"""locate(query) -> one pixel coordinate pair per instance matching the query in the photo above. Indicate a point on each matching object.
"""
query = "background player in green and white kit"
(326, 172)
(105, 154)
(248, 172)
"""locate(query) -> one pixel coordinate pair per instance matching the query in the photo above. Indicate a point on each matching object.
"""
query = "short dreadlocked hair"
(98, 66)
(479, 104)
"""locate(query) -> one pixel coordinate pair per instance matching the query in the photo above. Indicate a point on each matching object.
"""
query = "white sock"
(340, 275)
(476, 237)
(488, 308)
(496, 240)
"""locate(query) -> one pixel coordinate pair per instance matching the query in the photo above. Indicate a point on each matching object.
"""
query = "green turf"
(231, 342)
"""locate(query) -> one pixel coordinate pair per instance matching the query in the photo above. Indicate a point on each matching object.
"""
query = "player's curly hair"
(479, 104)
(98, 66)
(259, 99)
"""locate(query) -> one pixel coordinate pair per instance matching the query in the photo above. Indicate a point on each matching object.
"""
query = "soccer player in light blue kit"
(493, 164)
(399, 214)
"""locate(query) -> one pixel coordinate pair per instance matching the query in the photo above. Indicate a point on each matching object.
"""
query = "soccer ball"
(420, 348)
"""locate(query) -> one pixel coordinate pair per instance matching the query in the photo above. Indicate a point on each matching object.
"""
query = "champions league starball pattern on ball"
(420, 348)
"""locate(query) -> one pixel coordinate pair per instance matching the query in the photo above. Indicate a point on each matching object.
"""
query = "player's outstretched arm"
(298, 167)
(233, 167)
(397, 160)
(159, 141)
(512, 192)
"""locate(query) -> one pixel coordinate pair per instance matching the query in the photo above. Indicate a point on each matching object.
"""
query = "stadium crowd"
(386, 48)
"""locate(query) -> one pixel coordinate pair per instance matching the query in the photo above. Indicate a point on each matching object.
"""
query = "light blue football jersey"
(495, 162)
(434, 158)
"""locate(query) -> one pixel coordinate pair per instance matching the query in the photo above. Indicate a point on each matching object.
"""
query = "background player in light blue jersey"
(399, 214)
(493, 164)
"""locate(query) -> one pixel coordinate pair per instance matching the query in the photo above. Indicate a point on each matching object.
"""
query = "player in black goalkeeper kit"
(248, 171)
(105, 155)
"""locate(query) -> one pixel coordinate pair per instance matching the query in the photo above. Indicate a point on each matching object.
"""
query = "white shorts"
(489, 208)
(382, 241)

● ● ● ●

▸ **WHAT IS ASKED**:
Pull out each line of the listing above that contains the string "white". Matching is case-sensitive.

▸ **ANSWER FOR THE TASK**:
query = "background player in green and white kit"
query = "white sock"
query = "white shorts"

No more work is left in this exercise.